### Task statement
Reproduce the rows below verbatim, from the very first line through the line containing "[354,99,516,357]", with both ends included. Leave the pictures out of your answer.
□ □ □ □
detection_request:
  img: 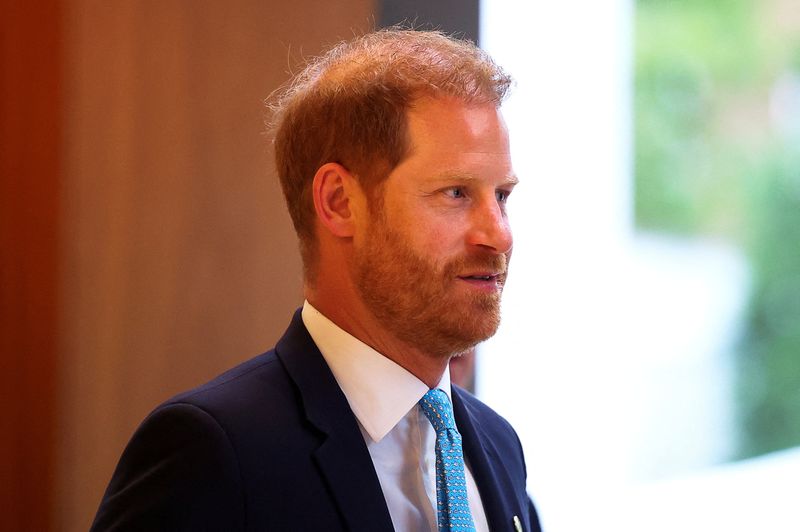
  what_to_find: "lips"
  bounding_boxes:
[459,273,501,281]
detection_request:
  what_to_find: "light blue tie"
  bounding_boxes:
[419,389,475,532]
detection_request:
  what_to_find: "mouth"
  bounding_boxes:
[458,272,506,289]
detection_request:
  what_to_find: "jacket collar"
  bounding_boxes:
[275,311,393,531]
[453,386,521,530]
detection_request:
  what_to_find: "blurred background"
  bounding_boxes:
[0,0,800,532]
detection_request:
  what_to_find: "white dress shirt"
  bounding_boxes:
[302,301,489,532]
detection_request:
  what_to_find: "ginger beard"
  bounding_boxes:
[354,208,510,358]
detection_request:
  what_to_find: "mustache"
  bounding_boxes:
[444,253,511,279]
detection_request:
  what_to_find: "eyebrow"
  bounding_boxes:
[433,172,519,187]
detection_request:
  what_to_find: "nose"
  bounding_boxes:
[467,197,514,254]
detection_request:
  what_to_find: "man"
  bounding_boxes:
[93,30,539,532]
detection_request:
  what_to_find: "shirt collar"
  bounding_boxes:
[302,301,452,442]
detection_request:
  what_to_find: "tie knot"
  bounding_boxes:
[419,388,456,432]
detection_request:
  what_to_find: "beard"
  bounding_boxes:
[354,215,509,358]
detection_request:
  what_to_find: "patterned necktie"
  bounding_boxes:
[419,389,475,532]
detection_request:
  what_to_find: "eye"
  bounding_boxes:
[444,187,466,199]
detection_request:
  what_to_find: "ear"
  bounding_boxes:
[312,163,361,237]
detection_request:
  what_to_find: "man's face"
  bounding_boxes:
[354,99,516,357]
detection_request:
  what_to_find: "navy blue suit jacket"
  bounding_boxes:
[92,312,540,532]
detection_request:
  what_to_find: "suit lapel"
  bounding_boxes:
[275,311,394,532]
[453,387,522,530]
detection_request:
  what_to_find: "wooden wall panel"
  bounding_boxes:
[57,0,373,531]
[0,0,61,531]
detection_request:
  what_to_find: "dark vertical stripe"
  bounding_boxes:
[0,0,61,531]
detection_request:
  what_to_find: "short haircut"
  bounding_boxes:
[270,28,511,279]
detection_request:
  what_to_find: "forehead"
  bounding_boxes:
[393,98,513,181]
[407,98,509,155]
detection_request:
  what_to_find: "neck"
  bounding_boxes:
[304,283,449,388]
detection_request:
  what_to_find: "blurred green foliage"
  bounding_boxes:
[634,0,800,458]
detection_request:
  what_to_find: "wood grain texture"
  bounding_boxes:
[0,0,61,532]
[56,0,373,531]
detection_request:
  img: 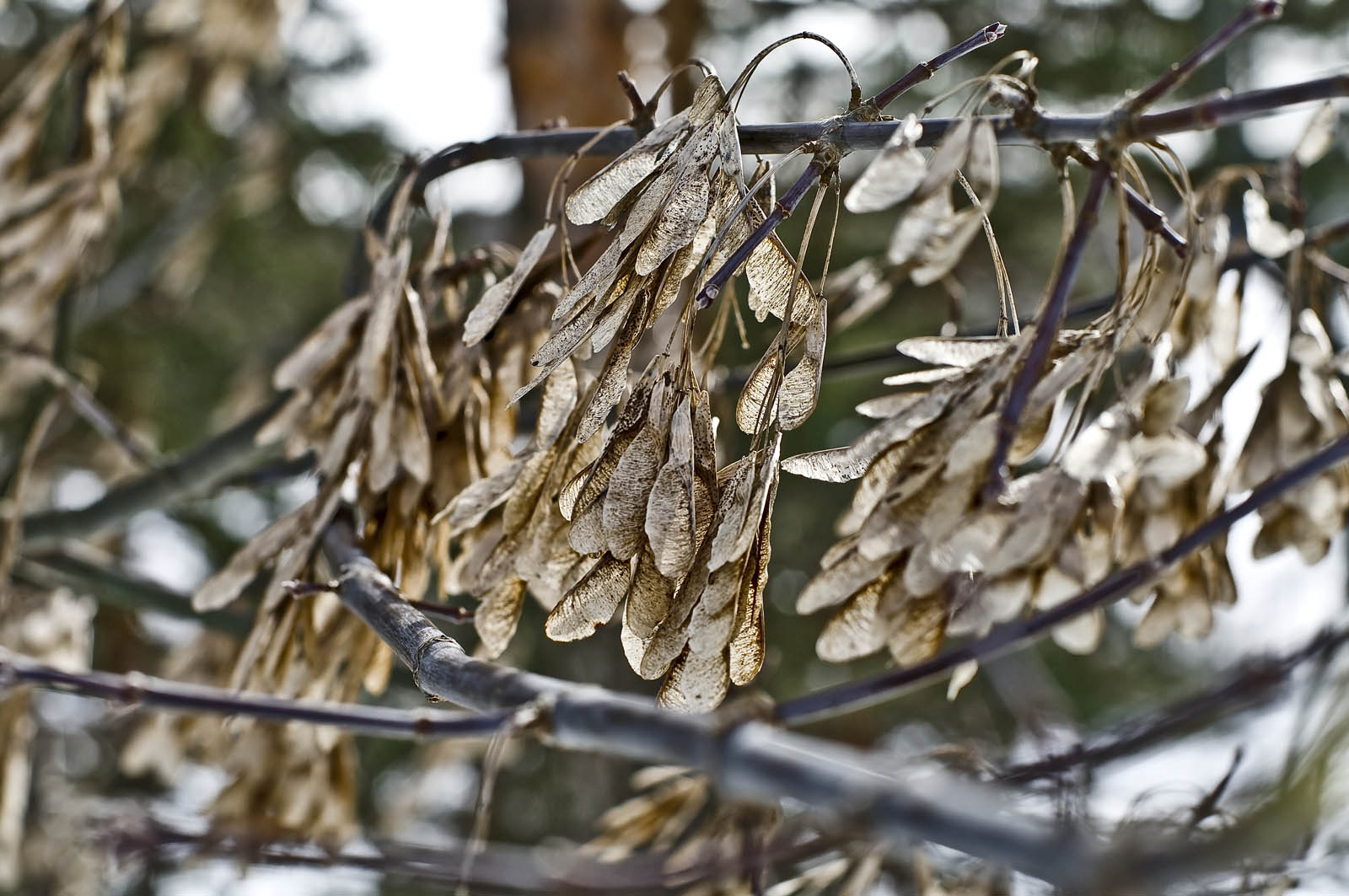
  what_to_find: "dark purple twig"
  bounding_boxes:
[776,436,1349,722]
[0,658,511,738]
[863,22,1008,110]
[983,162,1110,503]
[357,74,1349,246]
[1124,0,1283,115]
[1072,146,1190,258]
[696,158,825,308]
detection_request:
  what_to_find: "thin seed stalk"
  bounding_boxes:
[776,436,1349,723]
[983,162,1110,502]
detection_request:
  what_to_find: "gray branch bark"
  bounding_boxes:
[324,523,1101,885]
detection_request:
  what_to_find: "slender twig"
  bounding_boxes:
[776,436,1349,722]
[385,74,1349,223]
[23,394,288,550]
[1124,0,1283,115]
[324,523,1095,883]
[696,158,827,308]
[0,654,510,738]
[13,553,252,637]
[998,626,1349,783]
[116,818,841,893]
[983,161,1110,503]
[1072,146,1190,258]
[866,22,1008,110]
[0,336,159,469]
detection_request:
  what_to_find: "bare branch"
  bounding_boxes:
[983,161,1110,503]
[116,818,841,893]
[1124,0,1283,113]
[324,523,1095,883]
[998,627,1349,783]
[866,22,1008,110]
[0,652,511,738]
[776,436,1349,722]
[23,394,288,550]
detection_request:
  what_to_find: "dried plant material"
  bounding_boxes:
[777,303,828,429]
[843,113,927,213]
[544,555,632,641]
[464,224,557,346]
[567,112,690,224]
[1293,103,1340,168]
[946,660,980,700]
[1241,190,1302,258]
[1236,309,1349,563]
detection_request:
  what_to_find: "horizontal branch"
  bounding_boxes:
[324,523,1097,883]
[118,818,841,893]
[0,653,511,738]
[23,394,288,550]
[998,626,1349,783]
[777,436,1349,723]
[13,545,252,637]
[394,74,1349,210]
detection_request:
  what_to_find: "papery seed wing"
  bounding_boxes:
[909,208,983,286]
[707,455,757,571]
[544,555,632,641]
[886,595,946,665]
[730,475,777,685]
[963,119,1000,198]
[432,458,524,536]
[618,168,679,248]
[782,394,949,482]
[885,190,955,265]
[356,235,411,405]
[899,336,1012,367]
[553,240,632,323]
[464,224,557,346]
[567,112,688,224]
[744,228,818,326]
[623,546,674,639]
[656,651,730,712]
[777,303,828,429]
[796,550,895,615]
[688,74,726,128]
[636,131,719,274]
[394,398,430,482]
[688,560,744,656]
[191,503,310,613]
[567,501,609,555]
[913,119,974,198]
[814,573,893,663]
[1241,190,1302,258]
[605,422,665,559]
[1293,101,1340,168]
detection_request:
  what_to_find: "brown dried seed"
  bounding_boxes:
[464,224,557,346]
[656,651,730,712]
[544,555,632,641]
[843,113,927,215]
[474,577,524,660]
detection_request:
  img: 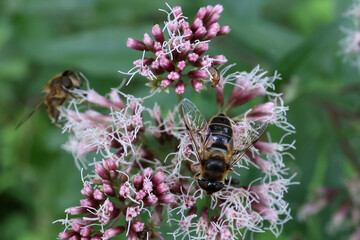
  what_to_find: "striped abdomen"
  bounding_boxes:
[208,113,233,151]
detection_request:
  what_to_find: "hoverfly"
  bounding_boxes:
[16,70,81,129]
[181,98,268,194]
[208,67,220,88]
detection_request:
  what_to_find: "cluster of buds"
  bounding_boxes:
[127,5,230,94]
[299,176,360,240]
[54,2,295,239]
[55,160,175,240]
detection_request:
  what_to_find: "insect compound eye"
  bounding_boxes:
[198,179,209,190]
[61,77,72,89]
[198,179,224,194]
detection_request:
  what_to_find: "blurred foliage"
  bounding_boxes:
[0,0,360,240]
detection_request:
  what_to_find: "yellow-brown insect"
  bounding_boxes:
[209,67,220,88]
[16,70,81,128]
[181,99,268,194]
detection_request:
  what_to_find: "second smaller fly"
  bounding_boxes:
[16,70,81,128]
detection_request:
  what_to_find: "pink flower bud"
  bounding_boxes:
[195,7,206,19]
[194,43,209,56]
[191,79,203,92]
[175,80,185,94]
[143,33,155,50]
[135,190,146,200]
[94,189,106,201]
[193,27,207,39]
[103,184,115,197]
[251,202,279,223]
[167,72,181,80]
[158,193,175,203]
[80,227,93,237]
[247,153,273,172]
[80,199,98,208]
[228,77,266,106]
[109,89,125,109]
[188,69,209,79]
[160,78,172,88]
[144,193,158,207]
[246,102,275,122]
[151,24,165,43]
[215,82,224,107]
[131,220,145,232]
[81,186,94,198]
[71,223,82,233]
[159,57,175,72]
[254,141,279,154]
[154,183,169,195]
[218,26,231,35]
[151,172,166,186]
[142,168,154,178]
[176,60,186,71]
[126,38,146,51]
[103,226,125,240]
[95,163,110,179]
[134,173,143,189]
[187,53,199,63]
[191,18,204,31]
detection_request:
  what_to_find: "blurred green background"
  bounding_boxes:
[0,0,360,240]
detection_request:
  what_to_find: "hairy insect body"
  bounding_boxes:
[181,99,268,194]
[198,113,233,194]
[16,70,81,128]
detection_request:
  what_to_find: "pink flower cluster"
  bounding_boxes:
[127,5,230,94]
[52,2,295,240]
[59,157,175,240]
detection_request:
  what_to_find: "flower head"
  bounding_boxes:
[119,5,230,94]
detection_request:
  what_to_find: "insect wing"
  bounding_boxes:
[229,121,269,168]
[181,98,209,157]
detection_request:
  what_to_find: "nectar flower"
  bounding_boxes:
[119,5,230,94]
[50,2,296,240]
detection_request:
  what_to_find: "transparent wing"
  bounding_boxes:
[229,121,269,168]
[180,98,209,159]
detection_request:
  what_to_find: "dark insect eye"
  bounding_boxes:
[198,179,209,190]
[61,77,72,89]
[198,179,224,194]
[214,182,224,192]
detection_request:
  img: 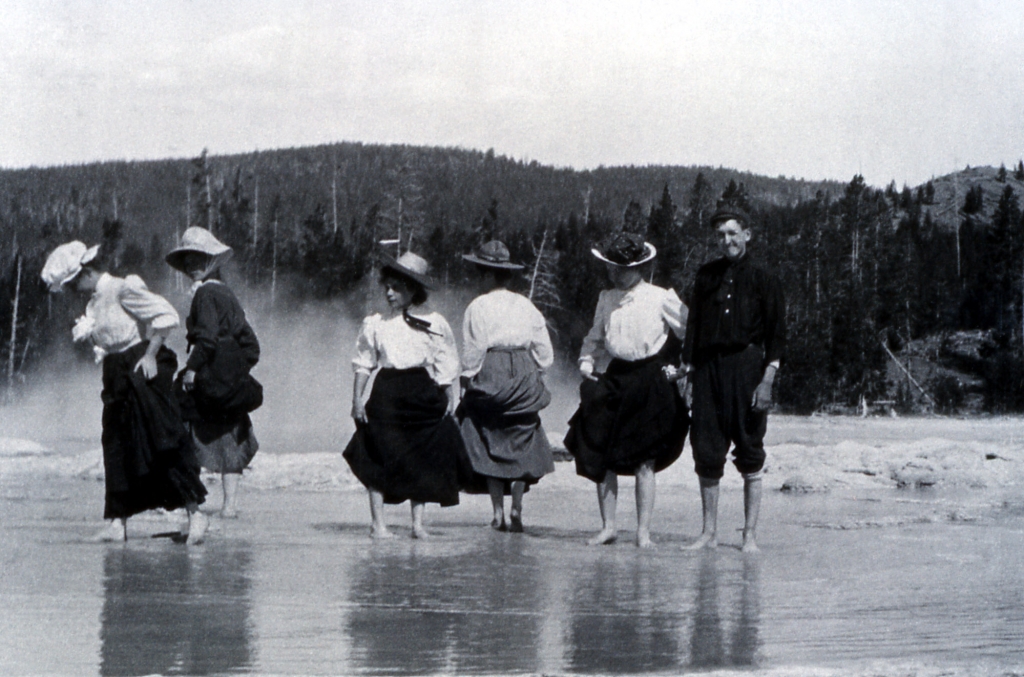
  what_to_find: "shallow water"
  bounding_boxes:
[0,480,1024,675]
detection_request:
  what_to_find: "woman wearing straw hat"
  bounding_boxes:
[459,240,555,533]
[42,241,208,544]
[344,252,468,539]
[565,232,689,548]
[167,226,262,517]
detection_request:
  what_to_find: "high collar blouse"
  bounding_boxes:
[73,272,179,362]
[352,312,459,385]
[462,289,555,378]
[580,280,687,371]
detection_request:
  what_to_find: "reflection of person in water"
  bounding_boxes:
[99,548,253,675]
[566,558,681,674]
[346,540,544,675]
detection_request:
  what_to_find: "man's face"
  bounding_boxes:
[716,218,751,261]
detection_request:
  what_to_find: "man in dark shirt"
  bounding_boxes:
[683,207,785,552]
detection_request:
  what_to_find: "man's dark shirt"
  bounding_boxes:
[683,256,785,365]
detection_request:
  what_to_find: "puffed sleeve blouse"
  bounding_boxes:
[352,312,459,385]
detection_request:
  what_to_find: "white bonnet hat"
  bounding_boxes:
[40,240,99,292]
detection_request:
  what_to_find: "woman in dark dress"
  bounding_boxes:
[565,232,689,548]
[42,241,208,544]
[344,252,469,539]
[167,226,262,518]
[459,240,555,533]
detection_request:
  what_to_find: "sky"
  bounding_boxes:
[0,0,1024,186]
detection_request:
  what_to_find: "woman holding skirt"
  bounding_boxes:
[458,241,555,533]
[565,232,689,548]
[344,252,468,539]
[42,241,208,544]
[167,226,262,518]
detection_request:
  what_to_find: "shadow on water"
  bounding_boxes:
[100,544,253,675]
[346,540,543,675]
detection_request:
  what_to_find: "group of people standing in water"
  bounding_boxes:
[42,201,785,551]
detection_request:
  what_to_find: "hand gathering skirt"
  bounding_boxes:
[459,348,555,494]
[565,353,690,482]
[344,368,471,506]
[187,414,259,474]
[102,342,206,519]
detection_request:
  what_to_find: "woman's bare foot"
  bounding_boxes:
[587,528,618,545]
[683,534,718,550]
[185,510,210,545]
[92,519,128,543]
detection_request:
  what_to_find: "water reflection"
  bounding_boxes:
[346,539,543,675]
[690,553,761,669]
[100,544,253,675]
[566,558,682,674]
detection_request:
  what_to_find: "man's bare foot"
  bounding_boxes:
[587,528,618,545]
[92,519,128,543]
[370,526,394,541]
[683,534,718,550]
[185,510,210,545]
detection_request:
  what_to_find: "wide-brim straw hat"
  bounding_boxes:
[462,240,525,270]
[590,232,657,268]
[164,225,231,271]
[40,240,99,292]
[379,252,434,289]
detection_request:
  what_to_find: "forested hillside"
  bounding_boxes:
[0,143,1024,412]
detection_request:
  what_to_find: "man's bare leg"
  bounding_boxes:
[509,480,526,534]
[487,477,508,532]
[683,477,718,550]
[367,489,394,539]
[636,461,654,548]
[410,501,430,539]
[587,470,618,545]
[742,472,761,552]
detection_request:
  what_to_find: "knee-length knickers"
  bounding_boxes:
[565,354,689,482]
[459,348,555,493]
[690,345,768,479]
[344,367,471,506]
[102,341,206,519]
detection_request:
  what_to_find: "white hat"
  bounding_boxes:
[40,240,99,292]
[165,225,231,270]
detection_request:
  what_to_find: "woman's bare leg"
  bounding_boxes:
[636,461,654,548]
[367,488,394,539]
[587,470,618,545]
[410,501,430,539]
[220,472,242,518]
[487,477,507,532]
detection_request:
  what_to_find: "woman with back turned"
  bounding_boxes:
[344,252,468,539]
[42,241,208,544]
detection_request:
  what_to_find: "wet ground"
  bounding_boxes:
[0,464,1024,675]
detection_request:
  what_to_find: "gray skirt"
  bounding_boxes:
[458,348,555,485]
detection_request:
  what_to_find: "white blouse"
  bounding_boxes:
[580,280,687,371]
[352,312,459,385]
[462,289,555,378]
[72,272,180,362]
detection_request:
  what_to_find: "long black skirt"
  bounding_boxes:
[344,368,471,506]
[102,342,206,519]
[565,354,690,482]
[458,348,555,494]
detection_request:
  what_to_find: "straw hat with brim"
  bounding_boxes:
[40,240,99,292]
[380,252,434,289]
[165,225,231,271]
[711,206,751,228]
[590,232,657,268]
[462,240,525,270]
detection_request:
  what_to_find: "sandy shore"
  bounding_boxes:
[0,417,1024,675]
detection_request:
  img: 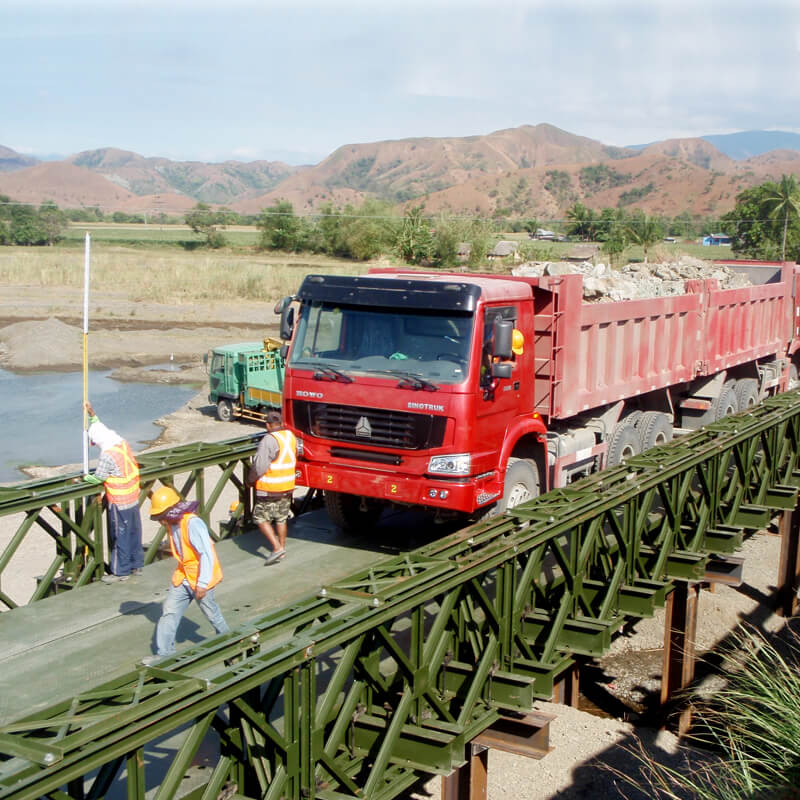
□ □ □ □
### Exercise answer
detection_request:
  img: 
  what_to_find: "lips"
  bounding_boxes:
[459,273,501,281]
detection_request:
  what_to_find: "light blue tie"
  bounding_boxes:
[419,389,475,532]
detection_request:
  what_to_find: "mouth"
  bounding_boxes:
[458,272,506,289]
detection_request:
  what_to_find: "jacket collar"
  bounding_boxes:
[275,311,393,531]
[453,386,521,530]
detection_request:
  what_to_find: "blurred background"
  bounding_boxes:
[0,0,800,532]
detection_request:
  what_to_find: "white dress shirt"
  bounding_boxes:
[302,301,489,532]
detection_request:
  what_to_find: "ginger beard"
  bounding_boxes:
[354,208,510,358]
detection_request:
  what_to_find: "mustache"
  bounding_boxes:
[444,253,511,279]
detection_request:
  what_to_find: "eyebrow"
  bounding_boxes:
[433,172,519,187]
detection_request:
  what_to_find: "nose"
  bounding_boxes:
[467,197,514,254]
detection_request:
  what_to_find: "man"
  bounding_boxes:
[93,30,539,532]
detection_request:
  what_to_find: "shirt collar"
  bounding_boxes:
[302,301,452,442]
detection_request:
  what_to_find: "tie knot"
  bounding_boxes:
[419,388,456,432]
detection_request:
  what_to_find: "beard"
  bounding_boxes:
[354,215,509,358]
detection_request:
  what_to_find: "patterned necktie"
  bounding_boxes:
[419,389,475,532]
detection_request:
  what_to_find: "eye"
  bounding_boxes:
[444,187,466,199]
detection_request:
  what_to_find: "ear"
  bounding_boxes:
[312,163,361,237]
detection_request:
  what_to_find: "man's face"
  bounding_boxes:
[354,99,516,357]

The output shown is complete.